>> begin Source text

Location
- Tait Avenue Edlington Doncaster, South Yorkshire, DN12 1HH England
- Coordinates: 53°28′25″N 1°11′19″W﻿ / ﻿53.473731°N 1.188476°W

Information
- Type: Academy
- Motto: Exceptional experiences. Successful lives.
- Local authority: Doncaster
- Department for Education URN: 144364 Tables
- Ofsted: Reports
- Chair: Andrew Battle
- Principal: Matthew McDonald
- Gender: Mixed
- Age: 11 to 18
- Enrolment: 1082
- Houses: Cusworth, Brodsworth, Chatsworth and Wentworth
- Colours: Blue and Black
- Former names: Edlington Comprehensive School (1967–????) Edlington School (????–2008) Sir Thomas Wharton Community College (2009–2017)
- Trust: Maltby Learning Trust
- Website: http://www.stwacademy.com/

= Sir Thomas Wharton Academy =

Sir Thomas Wharton Academy is a coeducational academy school and sixth form located in Edlington, Doncaster, England. It accepts pupils from the surrounding areas including Balby, Braithwell, Conisbrough, Edlington, Loversall, Micklebring, Tickhill, Wadworth, Warmsworth and Woodfield Plantation.

Its feeder schools are Warmsworth Primary, Edlington Hilltop, Edlington Victoria, Wadworth Primary, Tickhill Estfeld and Tickhill St Mary's.

Sir Thomas Wharton Academy operates a tutor group system. In the past groups contained pupils of their age group (year group) these were then split into each house Chatsworth Wentworth Cusworth and brodsworth, but in 2009 new tutor groups were formed which included two to four members of each year house, including members of the Sixth Form. Form groups were then changed again at the start of the 2014 school year to include only students up to Year 11. Sixth Form students now have their own specialised form groups. Then in 2017, Form Groups were changed again for Year 11 students to have their own Form Groups.

>> end Source text
>> begin Data shown

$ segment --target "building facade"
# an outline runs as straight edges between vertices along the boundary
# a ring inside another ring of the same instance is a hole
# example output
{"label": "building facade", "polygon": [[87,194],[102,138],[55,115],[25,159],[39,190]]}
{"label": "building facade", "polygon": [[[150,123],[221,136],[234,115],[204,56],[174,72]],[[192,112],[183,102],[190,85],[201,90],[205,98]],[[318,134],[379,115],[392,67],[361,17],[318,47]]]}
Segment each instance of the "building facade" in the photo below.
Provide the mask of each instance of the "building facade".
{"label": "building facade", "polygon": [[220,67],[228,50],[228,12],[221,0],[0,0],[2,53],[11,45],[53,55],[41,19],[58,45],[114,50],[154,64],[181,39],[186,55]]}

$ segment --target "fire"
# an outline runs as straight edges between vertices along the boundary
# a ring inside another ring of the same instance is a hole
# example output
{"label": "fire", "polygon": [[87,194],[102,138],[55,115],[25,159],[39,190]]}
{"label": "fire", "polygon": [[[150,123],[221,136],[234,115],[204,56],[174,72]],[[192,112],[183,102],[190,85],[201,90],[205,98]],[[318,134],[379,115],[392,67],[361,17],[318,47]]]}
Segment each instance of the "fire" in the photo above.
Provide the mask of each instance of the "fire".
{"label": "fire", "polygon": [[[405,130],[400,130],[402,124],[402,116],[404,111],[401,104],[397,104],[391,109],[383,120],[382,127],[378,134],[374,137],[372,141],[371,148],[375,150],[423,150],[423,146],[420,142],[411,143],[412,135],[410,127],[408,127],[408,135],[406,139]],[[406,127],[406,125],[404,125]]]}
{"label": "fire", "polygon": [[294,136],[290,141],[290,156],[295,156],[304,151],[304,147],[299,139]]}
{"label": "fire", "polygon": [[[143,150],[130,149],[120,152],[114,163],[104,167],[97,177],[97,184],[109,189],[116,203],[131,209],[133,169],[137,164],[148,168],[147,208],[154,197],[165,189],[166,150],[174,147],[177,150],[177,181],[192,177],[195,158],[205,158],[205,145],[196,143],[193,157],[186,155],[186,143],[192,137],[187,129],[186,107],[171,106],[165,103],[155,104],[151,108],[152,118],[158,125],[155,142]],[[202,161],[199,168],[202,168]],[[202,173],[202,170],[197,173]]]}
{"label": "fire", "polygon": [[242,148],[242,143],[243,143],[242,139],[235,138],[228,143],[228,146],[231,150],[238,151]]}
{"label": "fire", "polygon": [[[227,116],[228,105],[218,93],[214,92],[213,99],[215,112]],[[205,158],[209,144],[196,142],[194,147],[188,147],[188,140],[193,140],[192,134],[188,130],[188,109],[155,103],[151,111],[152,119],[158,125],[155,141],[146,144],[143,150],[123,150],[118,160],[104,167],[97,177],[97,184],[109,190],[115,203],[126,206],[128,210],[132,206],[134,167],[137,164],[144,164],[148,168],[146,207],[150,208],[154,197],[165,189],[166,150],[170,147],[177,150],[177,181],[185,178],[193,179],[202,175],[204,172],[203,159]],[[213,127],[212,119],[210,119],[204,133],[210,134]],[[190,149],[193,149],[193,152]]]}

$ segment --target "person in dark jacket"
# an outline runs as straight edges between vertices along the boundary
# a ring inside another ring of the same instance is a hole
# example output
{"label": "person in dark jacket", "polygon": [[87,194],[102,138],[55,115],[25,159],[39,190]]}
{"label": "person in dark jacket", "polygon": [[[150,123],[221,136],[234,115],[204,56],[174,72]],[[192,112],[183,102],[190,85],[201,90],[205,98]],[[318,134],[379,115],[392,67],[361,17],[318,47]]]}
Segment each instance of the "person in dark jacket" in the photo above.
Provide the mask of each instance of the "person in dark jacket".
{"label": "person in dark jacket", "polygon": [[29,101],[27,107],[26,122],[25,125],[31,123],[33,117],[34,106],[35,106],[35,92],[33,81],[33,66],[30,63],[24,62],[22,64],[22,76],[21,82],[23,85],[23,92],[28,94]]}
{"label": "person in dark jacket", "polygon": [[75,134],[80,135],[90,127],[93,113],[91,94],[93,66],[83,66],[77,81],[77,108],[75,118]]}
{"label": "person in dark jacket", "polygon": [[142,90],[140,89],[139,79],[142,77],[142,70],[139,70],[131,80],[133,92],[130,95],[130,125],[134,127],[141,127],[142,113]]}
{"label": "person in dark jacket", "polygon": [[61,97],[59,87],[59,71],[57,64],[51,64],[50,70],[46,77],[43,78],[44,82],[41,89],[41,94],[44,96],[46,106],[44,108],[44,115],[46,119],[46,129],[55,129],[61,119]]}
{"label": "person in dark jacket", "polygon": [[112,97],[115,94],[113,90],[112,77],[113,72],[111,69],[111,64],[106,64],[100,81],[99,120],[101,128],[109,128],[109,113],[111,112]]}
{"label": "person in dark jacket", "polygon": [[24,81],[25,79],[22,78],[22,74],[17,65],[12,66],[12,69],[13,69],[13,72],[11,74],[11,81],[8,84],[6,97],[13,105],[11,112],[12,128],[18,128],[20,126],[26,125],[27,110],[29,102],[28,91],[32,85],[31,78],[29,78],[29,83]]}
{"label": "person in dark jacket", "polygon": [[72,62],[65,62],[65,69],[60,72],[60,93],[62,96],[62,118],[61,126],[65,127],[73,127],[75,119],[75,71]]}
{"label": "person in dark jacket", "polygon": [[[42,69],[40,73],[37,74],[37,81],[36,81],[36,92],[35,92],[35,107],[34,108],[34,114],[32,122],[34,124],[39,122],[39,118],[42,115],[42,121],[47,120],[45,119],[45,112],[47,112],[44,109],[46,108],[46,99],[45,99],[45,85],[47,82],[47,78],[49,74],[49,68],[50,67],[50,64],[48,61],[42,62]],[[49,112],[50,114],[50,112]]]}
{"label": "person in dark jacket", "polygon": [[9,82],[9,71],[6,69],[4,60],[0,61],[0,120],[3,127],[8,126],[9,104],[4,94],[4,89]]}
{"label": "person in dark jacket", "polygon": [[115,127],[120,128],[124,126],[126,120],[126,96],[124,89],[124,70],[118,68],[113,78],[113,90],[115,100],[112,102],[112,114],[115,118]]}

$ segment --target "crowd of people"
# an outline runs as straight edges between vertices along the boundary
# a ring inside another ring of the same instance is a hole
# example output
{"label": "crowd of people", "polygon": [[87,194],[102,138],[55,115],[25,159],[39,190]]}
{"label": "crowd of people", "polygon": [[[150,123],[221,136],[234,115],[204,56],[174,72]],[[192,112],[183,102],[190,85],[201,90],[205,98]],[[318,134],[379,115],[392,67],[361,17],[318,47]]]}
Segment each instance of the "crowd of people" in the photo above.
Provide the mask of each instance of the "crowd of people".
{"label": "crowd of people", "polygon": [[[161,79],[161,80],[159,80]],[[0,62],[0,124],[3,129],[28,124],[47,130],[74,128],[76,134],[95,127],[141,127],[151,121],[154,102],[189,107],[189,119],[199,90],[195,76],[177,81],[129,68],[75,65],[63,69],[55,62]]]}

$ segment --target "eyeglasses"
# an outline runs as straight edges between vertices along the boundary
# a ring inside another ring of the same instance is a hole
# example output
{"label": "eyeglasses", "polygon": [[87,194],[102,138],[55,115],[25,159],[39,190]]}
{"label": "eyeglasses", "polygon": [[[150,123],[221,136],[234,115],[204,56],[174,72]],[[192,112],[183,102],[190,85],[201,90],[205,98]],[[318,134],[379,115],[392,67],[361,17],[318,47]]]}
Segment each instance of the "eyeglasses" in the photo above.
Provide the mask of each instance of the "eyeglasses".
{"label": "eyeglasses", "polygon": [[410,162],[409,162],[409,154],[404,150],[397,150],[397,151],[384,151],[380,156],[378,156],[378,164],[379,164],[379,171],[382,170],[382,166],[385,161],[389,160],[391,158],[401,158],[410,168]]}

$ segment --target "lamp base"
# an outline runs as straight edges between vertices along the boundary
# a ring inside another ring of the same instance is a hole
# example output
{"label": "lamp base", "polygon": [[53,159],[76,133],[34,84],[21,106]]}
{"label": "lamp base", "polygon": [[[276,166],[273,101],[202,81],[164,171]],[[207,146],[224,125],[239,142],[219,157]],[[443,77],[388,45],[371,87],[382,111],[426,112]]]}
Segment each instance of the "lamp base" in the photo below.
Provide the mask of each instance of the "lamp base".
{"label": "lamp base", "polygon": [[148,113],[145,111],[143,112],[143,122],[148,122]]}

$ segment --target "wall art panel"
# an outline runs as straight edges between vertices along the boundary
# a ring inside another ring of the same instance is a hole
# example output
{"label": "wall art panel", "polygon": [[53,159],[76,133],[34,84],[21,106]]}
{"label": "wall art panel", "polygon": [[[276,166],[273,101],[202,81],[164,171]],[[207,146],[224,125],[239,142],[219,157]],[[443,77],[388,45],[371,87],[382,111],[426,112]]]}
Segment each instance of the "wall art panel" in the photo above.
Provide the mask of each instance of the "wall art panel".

>> end Data shown

Objectives
1 - According to the Sir Thomas Wharton Academy article, which trust does the academy belong to?
2 - Please continue the Sir Thomas Wharton Academy article from its final sentence onward.

Outputs by task
1 - Maltby Learning Trust

2 -
The school operates a house system, introduced at the same time as mixed age tutor groups. All pupils and members of staff are separated into one of four houses. Each house has its own pastoral care team which deals with student issues. The four houses are named after country halls: Cusworth (Purple), Brodsworth (Green), Chatsworth (Yellow) and Wentworth (Red). Different coloured ties are used to identify to which house students belong, as well as a badge with the house name and the house itself on it. The different year groups are separated by coloured lanyards. Yellow, Year 7. Green, Year 8. Red, Year 9. Blue, Year 10. Purple, Year 11. Dark Blue w/ pink symbols, Sixth Form. Pupil Parliament are given blue separate badges from their house badge, House Captains are given red separate badges from their house badge, and the Prime Minister is given a golden badge separate from their house badge. There are (as of 16/4/26) 2 deputy prime ministers and 1 prime minister. There were 7 candidates and all who did not achieve their role got enlisted to a council for their local village, Edlington.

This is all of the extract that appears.